### WHAT IS ASKED
1 – According to the article on Solaris disk device naming, which file records each allocated instance number together with the device driver and the physical device path?
2 – Reproduce the listing word for word, starting with the line that contains "Target: yellow center line" and continuing through the end of the listing.

### TEXT
####

Writing this turned out to be surprisingly difficult as the article kept on growing too long. I tried to be complete but also concise to make this a useful introduction to how Solaris uses disks and on how device naming works.
So to start at the start: Solaris builds a device tree which is persistent across reboots and even across configuration changes. Once a device is found at a specific position on the system bus, and entry is created for the device instance in the device tree, and an instance number is allocated. Predictably, the first instance of a device is zero, (e.g e1000g0) and subsequent instances of device using the same driver gets allocated instance numbers incrementally (e1000g1, e1000g2, etc). The allocated instance number is registered together with the device driver and path to the physical device in the /etc/path_to_inst file.
This specific feature of Solaris is very important in providing stable, predictable behavior across reboots and hardware changes. For disk controllers this is critical as system bootability depends on it!
With Linux, if the first disk in the system is known as /dev/sda, even if it happens to be on the second controller, or have a target number other than zero on that controller. New disk added on the first controller, or on the same controller but with a lower target number, causes the existing disk to move to /dev/sdb, and the new disk then becomes /dev/sda. This used to break systems, causing them to become non-bootable, and was being a general headache. Some methods of dealing with this exists, using unique disk identifiers and device paths based on /dev/disk/by-path, etc.
If a Solaris system is configured initially with all disks attached to the second controlled, the devices will get names starting with c1. Disks added to the first controller later on will have names starting with c0, and the existing disk device names will remain unaffected. If a new controlled is added to the system, it will get a new instance number, e.g c2, and existing disk device names will remain unaffected.
Solaris however composes disk device names (device aliases) of parts which identifies the controller, the target-id, the LUN-id, and finally the slice or partition on the disk.
I will use some examples to explain this. Looking at this device:
$ ls -lL /dev/dsk/c1t* br-------- 1 root sys 27, 16 Jun 2 16:26 /dev/dsk/c1t0d0p0 |
We notice the following:
1. The entries exist as links under /dev/dsk, pointing to the device node files in the /devices tree. Actually every device has got a second instance under /dev/rdsk. The ones under /dev/dsk are "block" devices, used in a random-access manner, e.g for mounting file systems. The "raw" device links are character devices, used for low-level access functions (such as creating a new file system).
2. The device names all start with c1, indicating controller c1 - so basically all the entries above are on one controller.

####

### DATA FOR THIS EXERCISE
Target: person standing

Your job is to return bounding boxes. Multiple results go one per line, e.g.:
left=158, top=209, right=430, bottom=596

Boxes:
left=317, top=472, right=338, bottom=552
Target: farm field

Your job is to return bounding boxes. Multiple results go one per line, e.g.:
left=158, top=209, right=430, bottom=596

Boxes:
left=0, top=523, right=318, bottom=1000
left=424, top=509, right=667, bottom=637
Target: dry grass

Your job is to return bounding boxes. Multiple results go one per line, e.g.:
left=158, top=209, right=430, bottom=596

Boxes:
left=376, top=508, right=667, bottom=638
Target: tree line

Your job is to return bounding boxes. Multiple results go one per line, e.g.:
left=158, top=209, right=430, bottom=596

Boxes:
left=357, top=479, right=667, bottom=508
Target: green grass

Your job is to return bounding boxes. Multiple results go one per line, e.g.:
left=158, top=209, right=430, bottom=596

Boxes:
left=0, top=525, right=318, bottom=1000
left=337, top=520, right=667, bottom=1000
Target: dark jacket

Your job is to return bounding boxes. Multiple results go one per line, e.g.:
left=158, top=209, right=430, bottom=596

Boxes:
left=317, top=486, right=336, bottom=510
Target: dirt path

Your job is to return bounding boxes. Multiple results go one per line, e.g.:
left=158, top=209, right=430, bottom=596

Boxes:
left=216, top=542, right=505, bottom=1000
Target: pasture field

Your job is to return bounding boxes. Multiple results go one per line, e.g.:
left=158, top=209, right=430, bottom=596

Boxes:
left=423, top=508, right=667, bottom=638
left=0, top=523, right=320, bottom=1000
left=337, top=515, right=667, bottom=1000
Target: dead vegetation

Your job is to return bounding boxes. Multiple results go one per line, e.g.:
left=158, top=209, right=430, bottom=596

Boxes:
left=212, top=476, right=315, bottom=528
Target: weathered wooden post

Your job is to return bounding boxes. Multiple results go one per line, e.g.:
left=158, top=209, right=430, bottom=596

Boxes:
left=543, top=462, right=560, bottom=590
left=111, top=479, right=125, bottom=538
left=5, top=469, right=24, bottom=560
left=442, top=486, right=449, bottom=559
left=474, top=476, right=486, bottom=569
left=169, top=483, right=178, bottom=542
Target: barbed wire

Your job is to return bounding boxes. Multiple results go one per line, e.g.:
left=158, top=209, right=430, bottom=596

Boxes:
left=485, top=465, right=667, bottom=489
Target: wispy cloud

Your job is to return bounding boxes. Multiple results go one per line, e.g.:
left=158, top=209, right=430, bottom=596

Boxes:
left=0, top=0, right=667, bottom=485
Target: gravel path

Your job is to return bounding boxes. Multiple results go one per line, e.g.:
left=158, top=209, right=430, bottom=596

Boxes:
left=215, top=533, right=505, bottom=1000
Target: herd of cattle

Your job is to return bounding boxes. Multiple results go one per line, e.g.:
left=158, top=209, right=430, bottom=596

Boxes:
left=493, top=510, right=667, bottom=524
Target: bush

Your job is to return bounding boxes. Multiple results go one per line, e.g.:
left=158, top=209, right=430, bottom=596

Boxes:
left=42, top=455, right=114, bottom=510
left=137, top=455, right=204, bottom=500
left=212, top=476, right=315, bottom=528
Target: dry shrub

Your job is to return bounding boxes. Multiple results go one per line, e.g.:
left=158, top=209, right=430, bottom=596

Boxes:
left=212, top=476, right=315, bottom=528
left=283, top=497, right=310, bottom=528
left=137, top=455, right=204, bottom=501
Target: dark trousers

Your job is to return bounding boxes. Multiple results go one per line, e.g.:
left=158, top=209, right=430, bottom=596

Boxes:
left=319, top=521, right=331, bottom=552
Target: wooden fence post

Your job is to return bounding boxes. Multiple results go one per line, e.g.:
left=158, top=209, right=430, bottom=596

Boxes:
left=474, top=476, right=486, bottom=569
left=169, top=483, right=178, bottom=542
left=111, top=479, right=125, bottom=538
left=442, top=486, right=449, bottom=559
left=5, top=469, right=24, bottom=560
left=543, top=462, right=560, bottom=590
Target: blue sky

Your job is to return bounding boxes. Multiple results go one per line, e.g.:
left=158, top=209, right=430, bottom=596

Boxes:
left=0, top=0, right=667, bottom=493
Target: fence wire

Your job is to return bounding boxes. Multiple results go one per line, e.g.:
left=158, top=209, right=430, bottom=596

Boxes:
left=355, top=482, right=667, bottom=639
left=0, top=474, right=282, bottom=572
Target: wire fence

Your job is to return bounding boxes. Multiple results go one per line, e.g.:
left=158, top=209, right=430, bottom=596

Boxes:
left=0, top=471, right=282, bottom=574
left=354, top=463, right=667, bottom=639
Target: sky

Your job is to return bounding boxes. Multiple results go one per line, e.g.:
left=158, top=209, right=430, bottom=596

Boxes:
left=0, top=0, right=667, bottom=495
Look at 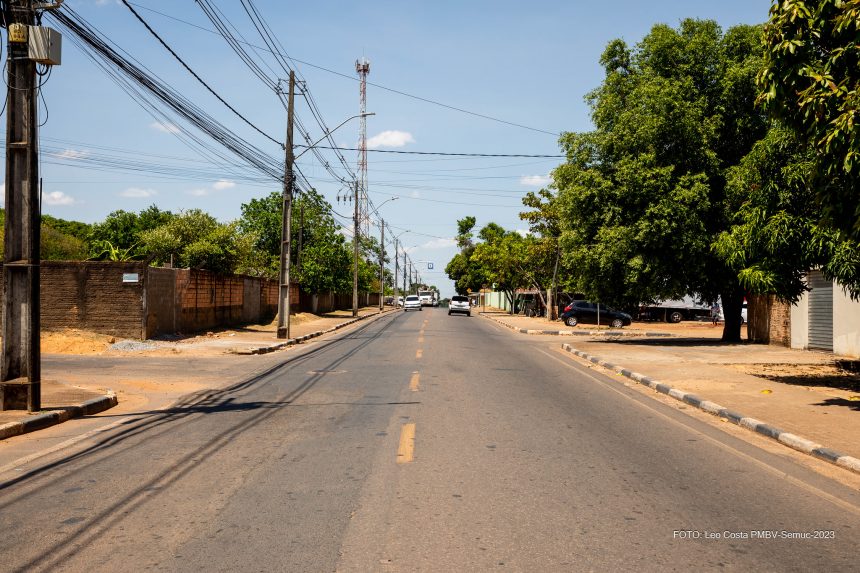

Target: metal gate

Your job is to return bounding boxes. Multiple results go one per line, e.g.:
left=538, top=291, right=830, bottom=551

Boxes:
left=809, top=271, right=833, bottom=350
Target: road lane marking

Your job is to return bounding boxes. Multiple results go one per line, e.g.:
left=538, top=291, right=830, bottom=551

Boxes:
left=397, top=423, right=415, bottom=464
left=538, top=349, right=860, bottom=515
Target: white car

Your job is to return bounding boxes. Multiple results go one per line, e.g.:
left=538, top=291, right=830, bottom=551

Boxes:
left=403, top=294, right=422, bottom=312
left=448, top=295, right=472, bottom=316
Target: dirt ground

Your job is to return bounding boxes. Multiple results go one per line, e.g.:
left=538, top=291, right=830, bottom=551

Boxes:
left=732, top=360, right=860, bottom=394
left=32, top=311, right=330, bottom=355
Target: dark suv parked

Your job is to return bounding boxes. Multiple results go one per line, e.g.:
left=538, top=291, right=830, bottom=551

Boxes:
left=559, top=300, right=633, bottom=328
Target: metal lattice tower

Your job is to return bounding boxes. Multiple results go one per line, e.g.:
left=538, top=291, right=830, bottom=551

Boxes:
left=355, top=57, right=370, bottom=236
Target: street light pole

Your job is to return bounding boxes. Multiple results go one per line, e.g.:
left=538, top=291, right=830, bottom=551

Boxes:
left=276, top=71, right=296, bottom=338
left=352, top=181, right=359, bottom=317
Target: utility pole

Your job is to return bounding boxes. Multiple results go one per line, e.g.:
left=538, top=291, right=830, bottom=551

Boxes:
left=379, top=217, right=385, bottom=312
left=277, top=71, right=296, bottom=338
left=352, top=181, right=360, bottom=317
left=394, top=237, right=400, bottom=310
left=0, top=0, right=42, bottom=412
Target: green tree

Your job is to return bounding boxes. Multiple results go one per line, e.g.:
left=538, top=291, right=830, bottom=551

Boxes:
left=759, top=0, right=860, bottom=239
left=140, top=209, right=241, bottom=274
left=445, top=216, right=492, bottom=295
left=715, top=125, right=860, bottom=302
left=87, top=205, right=173, bottom=260
left=554, top=20, right=767, bottom=341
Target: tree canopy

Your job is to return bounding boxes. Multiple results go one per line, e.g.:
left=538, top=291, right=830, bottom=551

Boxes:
left=554, top=19, right=767, bottom=340
left=759, top=0, right=860, bottom=239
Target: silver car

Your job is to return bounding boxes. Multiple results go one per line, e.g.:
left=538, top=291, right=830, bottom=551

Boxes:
left=448, top=295, right=472, bottom=316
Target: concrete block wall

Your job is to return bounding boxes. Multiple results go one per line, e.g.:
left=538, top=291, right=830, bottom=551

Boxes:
left=39, top=261, right=146, bottom=338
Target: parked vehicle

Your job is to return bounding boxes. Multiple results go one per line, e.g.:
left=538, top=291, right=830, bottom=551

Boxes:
left=639, top=296, right=711, bottom=322
left=448, top=295, right=472, bottom=316
left=559, top=300, right=633, bottom=328
left=418, top=290, right=439, bottom=306
left=403, top=294, right=423, bottom=312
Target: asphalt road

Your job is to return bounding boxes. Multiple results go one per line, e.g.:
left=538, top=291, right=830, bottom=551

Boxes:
left=0, top=309, right=860, bottom=571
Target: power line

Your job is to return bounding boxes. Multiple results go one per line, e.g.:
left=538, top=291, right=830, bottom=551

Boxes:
left=126, top=0, right=561, bottom=137
left=296, top=145, right=567, bottom=159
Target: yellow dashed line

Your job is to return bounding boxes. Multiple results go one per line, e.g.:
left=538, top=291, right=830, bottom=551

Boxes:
left=397, top=423, right=415, bottom=464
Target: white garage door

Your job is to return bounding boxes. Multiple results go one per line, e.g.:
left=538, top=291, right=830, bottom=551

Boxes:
left=809, top=271, right=833, bottom=350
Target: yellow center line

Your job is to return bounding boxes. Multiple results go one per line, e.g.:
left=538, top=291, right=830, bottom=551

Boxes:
left=397, top=423, right=415, bottom=464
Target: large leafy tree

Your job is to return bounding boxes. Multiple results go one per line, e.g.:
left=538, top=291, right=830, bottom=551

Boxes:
left=445, top=216, right=491, bottom=295
left=238, top=189, right=378, bottom=293
left=140, top=209, right=243, bottom=274
left=87, top=205, right=173, bottom=260
left=554, top=20, right=767, bottom=341
left=716, top=124, right=860, bottom=302
left=759, top=0, right=860, bottom=238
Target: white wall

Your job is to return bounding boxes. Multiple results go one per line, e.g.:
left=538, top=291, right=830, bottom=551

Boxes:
left=791, top=278, right=860, bottom=358
left=791, top=286, right=809, bottom=350
left=833, top=285, right=860, bottom=358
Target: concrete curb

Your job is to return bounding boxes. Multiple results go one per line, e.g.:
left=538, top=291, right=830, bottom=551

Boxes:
left=0, top=391, right=119, bottom=440
left=234, top=309, right=395, bottom=356
left=479, top=312, right=674, bottom=337
left=561, top=343, right=860, bottom=474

####

### SOLVED PROBLEMS
1 – The /etc/path_to_inst file.

2 –
Target: yellow center line

Your job is to return bounding boxes. Multiple results go one per line, e.g.:
left=538, top=291, right=830, bottom=551

Boxes:
left=397, top=423, right=415, bottom=464
Target: large leafy tree

Your job is to return bounding boxes. Multiple results go one per line, e.g.:
left=538, top=291, right=830, bottom=551

Boxes:
left=445, top=216, right=491, bottom=295
left=238, top=189, right=378, bottom=293
left=140, top=209, right=243, bottom=274
left=87, top=205, right=173, bottom=260
left=554, top=20, right=767, bottom=341
left=716, top=124, right=860, bottom=302
left=759, top=0, right=860, bottom=238
Target: white wall

Your job is to return bounding boxes. Multiple results go one per line, e.g.:
left=538, top=291, right=830, bottom=551

Boxes:
left=791, top=278, right=860, bottom=358
left=791, top=286, right=809, bottom=350
left=833, top=285, right=860, bottom=358
Target: concrete curb

Your job is to return bounding boxes. Multiple results go one per line, e.g.:
left=538, top=291, right=830, bottom=551

Boxes:
left=0, top=391, right=119, bottom=440
left=234, top=309, right=395, bottom=356
left=479, top=312, right=674, bottom=337
left=561, top=343, right=860, bottom=474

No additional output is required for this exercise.